Can you return the lines of the items below verbatim, starting at the line containing "[mark] yellow high-visibility" and ending at the line containing "(1078, 281)", with both of those lines included?

==== Stored records ====

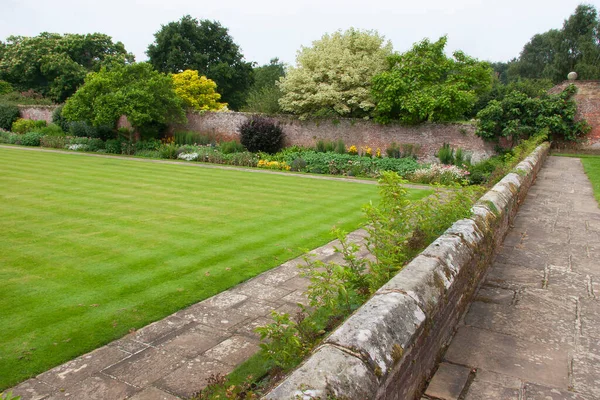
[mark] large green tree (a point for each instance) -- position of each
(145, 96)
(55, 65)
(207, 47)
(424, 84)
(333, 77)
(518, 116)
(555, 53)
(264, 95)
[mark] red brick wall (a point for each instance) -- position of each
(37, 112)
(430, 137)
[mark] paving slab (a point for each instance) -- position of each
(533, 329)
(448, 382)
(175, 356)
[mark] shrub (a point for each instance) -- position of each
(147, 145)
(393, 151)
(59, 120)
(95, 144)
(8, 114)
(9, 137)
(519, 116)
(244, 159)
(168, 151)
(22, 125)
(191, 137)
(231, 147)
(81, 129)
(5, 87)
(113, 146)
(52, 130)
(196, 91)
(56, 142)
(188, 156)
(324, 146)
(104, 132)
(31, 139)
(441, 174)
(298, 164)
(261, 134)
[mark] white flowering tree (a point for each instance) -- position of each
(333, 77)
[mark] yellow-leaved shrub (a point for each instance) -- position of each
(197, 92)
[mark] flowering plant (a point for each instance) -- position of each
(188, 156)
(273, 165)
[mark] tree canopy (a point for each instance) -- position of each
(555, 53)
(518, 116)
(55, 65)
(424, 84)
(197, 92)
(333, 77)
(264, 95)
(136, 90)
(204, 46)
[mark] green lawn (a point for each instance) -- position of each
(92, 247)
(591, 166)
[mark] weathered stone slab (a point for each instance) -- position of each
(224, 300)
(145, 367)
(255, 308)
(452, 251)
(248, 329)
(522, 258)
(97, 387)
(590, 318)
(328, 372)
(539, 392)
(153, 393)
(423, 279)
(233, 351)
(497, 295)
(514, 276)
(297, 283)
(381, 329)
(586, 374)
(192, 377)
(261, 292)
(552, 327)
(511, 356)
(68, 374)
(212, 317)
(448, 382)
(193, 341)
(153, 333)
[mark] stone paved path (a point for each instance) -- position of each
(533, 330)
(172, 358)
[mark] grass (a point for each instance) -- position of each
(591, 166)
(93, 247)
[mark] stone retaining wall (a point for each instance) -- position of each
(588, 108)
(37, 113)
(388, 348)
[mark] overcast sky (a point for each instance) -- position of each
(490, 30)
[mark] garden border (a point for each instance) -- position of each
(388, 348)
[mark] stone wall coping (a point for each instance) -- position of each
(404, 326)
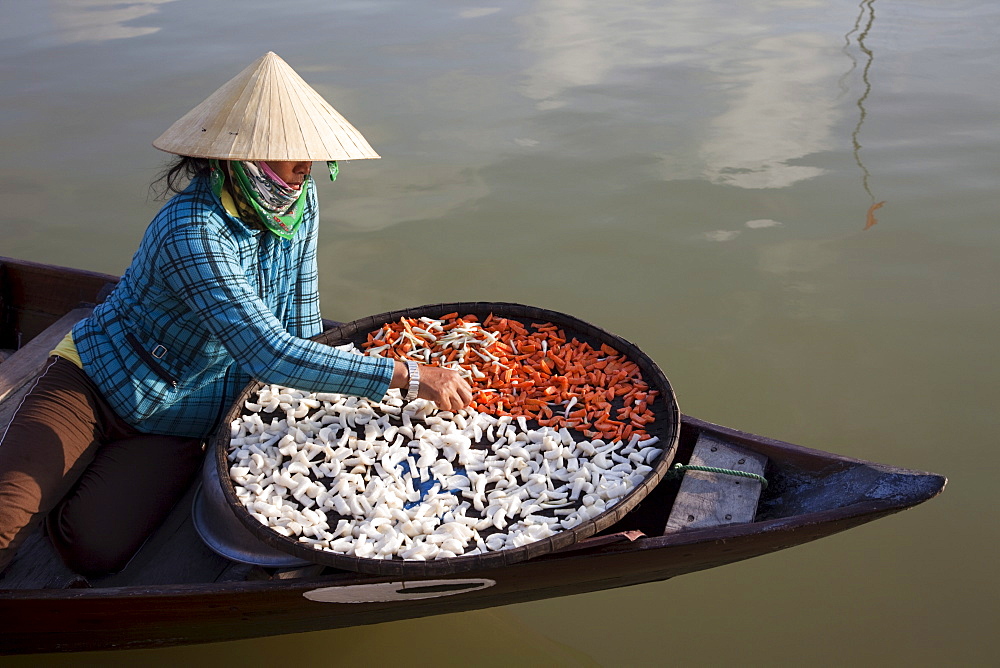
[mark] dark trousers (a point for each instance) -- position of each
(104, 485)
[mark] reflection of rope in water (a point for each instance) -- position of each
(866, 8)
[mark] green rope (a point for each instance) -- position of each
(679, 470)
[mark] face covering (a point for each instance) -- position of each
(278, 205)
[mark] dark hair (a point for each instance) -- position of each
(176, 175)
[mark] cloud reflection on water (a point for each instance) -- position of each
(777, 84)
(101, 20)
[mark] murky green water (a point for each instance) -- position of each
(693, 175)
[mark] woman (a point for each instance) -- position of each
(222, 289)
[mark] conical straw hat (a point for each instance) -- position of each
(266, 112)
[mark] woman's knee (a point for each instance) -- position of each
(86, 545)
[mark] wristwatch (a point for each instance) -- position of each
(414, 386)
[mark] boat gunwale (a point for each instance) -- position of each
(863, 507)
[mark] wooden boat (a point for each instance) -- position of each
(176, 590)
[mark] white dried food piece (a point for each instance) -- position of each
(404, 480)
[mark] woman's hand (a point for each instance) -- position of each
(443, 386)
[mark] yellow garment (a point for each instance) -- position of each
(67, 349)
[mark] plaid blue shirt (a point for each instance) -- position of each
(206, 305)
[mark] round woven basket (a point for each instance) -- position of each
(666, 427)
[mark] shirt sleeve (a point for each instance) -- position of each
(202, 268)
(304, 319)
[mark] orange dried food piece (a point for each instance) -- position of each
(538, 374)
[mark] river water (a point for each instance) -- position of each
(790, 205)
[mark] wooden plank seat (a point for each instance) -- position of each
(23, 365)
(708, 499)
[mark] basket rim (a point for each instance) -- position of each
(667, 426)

====
==== Stored records ====

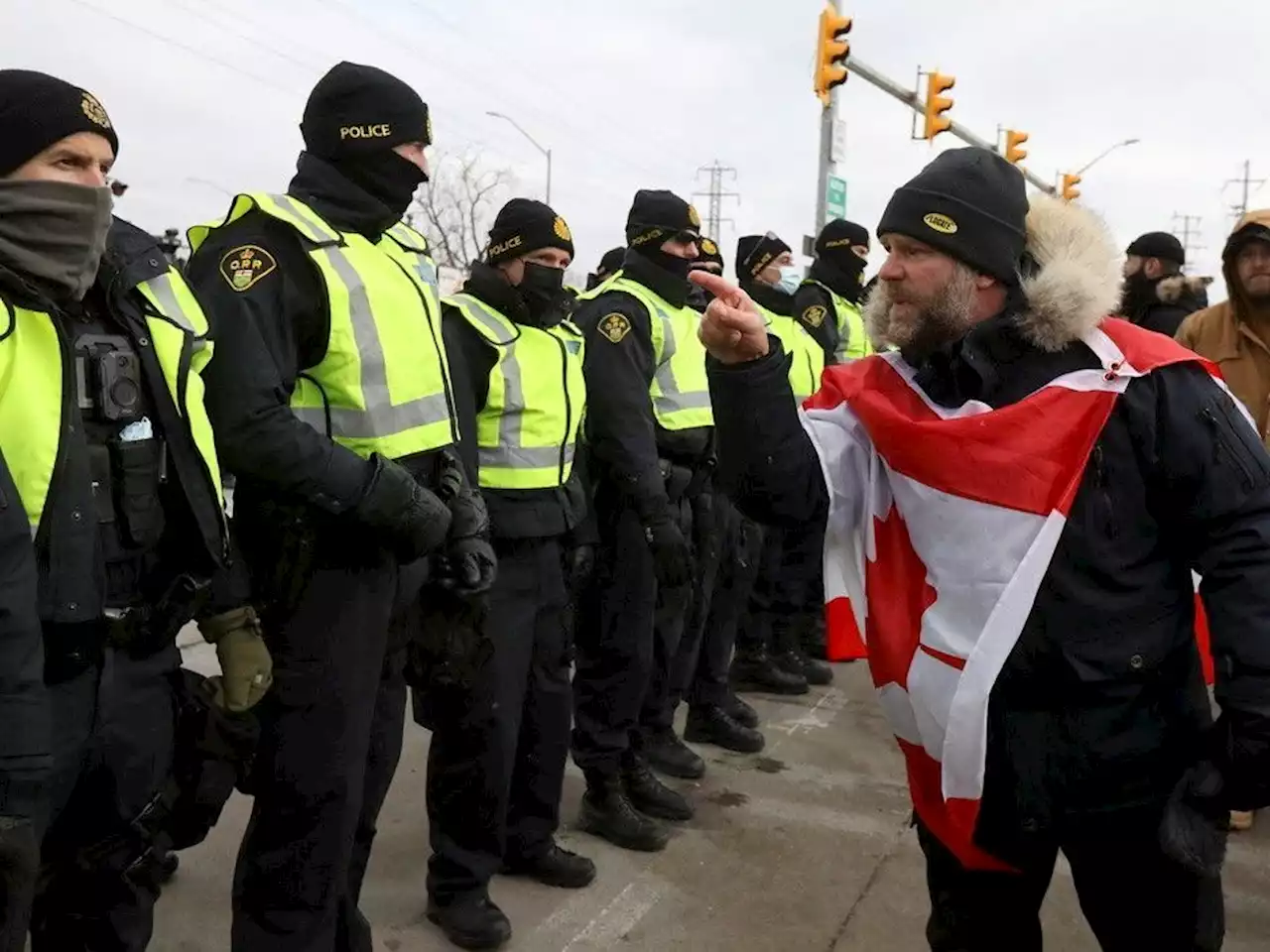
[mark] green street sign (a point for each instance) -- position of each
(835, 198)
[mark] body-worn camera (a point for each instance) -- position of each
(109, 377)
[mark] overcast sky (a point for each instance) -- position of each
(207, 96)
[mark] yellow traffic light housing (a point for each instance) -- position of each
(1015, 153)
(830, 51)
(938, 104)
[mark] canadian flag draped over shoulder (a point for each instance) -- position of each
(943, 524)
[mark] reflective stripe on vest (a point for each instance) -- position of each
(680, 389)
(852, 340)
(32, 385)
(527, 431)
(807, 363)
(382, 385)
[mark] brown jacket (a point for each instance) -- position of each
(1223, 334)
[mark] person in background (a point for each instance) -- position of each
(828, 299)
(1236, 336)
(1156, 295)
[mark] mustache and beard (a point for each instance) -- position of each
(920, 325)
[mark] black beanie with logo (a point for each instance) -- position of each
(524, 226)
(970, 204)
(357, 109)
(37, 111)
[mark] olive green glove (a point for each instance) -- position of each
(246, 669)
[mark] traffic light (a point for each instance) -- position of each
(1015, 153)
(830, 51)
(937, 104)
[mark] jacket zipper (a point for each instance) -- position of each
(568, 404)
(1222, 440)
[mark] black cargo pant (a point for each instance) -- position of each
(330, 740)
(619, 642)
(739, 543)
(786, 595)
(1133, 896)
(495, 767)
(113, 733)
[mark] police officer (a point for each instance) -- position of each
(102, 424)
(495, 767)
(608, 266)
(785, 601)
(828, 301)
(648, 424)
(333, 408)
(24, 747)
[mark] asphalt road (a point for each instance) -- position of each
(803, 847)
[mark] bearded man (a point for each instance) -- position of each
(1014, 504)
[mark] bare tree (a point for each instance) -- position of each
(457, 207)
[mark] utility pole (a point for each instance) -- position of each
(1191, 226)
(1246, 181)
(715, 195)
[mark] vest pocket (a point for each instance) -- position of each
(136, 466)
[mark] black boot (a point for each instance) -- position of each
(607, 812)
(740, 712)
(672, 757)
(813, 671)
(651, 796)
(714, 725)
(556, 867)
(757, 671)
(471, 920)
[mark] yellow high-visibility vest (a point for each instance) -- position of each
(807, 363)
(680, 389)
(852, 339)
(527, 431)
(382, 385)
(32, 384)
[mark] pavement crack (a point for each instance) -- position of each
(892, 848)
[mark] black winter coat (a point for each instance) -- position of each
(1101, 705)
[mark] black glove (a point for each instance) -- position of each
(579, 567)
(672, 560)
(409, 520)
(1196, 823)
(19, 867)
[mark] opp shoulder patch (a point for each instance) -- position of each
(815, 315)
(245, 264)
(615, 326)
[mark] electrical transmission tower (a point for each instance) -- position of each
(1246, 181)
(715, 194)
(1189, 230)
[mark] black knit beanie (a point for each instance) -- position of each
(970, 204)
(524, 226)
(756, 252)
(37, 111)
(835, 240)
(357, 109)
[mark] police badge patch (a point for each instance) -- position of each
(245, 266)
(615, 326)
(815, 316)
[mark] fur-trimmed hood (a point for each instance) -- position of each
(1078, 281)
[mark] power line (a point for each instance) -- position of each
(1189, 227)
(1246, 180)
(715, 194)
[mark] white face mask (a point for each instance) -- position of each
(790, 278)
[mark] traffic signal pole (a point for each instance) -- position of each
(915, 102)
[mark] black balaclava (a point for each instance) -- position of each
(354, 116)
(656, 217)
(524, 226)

====
==== Stored records ====

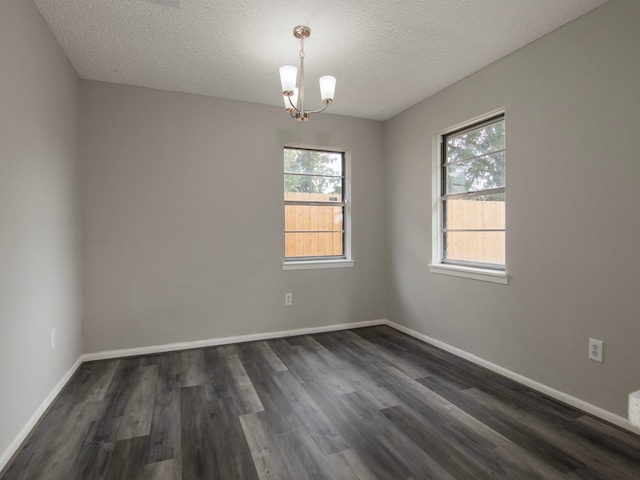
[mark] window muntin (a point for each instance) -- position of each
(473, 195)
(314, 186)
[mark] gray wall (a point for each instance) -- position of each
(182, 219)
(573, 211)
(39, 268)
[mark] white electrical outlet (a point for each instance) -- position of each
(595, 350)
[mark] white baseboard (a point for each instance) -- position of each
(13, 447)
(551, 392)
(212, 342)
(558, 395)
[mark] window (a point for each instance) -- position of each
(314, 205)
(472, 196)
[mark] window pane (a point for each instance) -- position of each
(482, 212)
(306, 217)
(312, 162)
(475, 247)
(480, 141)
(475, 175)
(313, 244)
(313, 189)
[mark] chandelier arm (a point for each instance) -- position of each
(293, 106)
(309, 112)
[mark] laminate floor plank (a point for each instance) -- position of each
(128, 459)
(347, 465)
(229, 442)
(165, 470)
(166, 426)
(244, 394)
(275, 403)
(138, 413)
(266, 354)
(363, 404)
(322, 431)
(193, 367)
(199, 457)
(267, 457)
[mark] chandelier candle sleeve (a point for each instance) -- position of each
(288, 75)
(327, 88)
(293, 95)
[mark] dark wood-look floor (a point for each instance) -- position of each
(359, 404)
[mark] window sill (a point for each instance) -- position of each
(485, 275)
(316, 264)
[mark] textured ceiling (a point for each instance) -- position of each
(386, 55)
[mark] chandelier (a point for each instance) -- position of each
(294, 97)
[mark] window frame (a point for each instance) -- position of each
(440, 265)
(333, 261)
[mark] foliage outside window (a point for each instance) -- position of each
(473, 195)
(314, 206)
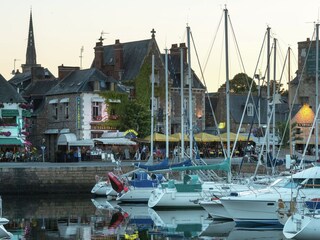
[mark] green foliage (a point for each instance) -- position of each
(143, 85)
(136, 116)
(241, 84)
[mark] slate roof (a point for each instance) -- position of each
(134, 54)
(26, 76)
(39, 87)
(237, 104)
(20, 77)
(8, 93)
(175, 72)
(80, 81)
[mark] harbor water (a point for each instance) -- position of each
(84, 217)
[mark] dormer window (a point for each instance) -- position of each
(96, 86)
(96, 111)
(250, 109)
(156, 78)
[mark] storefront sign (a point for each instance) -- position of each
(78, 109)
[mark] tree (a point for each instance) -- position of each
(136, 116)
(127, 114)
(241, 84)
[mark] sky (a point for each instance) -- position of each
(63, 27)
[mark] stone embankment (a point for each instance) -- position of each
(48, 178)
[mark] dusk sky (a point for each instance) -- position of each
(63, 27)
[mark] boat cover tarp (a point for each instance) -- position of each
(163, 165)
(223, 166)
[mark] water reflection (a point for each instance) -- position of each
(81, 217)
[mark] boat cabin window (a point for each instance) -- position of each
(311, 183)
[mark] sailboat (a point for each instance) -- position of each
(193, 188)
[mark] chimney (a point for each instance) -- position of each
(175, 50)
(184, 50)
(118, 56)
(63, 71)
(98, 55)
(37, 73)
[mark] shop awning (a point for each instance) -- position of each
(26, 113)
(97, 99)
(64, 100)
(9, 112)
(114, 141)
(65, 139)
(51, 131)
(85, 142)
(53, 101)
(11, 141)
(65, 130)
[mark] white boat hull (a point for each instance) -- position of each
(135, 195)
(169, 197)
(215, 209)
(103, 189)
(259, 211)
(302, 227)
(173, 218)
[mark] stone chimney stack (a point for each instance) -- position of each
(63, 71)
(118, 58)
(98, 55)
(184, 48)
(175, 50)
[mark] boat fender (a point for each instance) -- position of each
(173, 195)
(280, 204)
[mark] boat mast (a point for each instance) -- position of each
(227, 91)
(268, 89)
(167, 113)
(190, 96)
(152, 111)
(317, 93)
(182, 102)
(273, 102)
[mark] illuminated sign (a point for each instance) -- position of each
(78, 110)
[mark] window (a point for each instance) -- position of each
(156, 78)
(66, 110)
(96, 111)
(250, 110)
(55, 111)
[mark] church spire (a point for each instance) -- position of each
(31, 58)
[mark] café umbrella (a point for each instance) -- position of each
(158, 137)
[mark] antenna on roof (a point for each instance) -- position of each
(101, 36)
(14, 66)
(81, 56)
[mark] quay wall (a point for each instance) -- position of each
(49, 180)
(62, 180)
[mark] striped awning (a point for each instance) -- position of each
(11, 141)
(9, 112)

====

- The completed task:
[mark] yellow high-visibility vest (a point for each instance) -- position of each
(807, 363)
(680, 389)
(852, 339)
(527, 431)
(382, 385)
(32, 384)
[mark] pavement crack (a point for each instance) -- position of each
(892, 848)
[mark] black winter coat (a point for each instance) -- position of each
(1101, 705)
[mark] black glove (a point for each instance) -- position of each
(579, 567)
(672, 560)
(409, 520)
(1196, 823)
(19, 867)
[mark] opp shoulder patch (a point for each instance) -- position of each
(815, 315)
(245, 264)
(615, 326)
[mark] electrical transmission tower (a point for each instance) -- position of each
(1246, 181)
(715, 194)
(1189, 230)
[mark] black knit beanie (a point for each instance) -- position of each
(970, 204)
(524, 226)
(756, 252)
(37, 111)
(835, 240)
(357, 109)
[mark] police badge patch (a point for each instance) -- position of each
(245, 266)
(615, 326)
(815, 316)
[mark] fur-trimmed hood (a point for each instance) -- position of each
(1078, 281)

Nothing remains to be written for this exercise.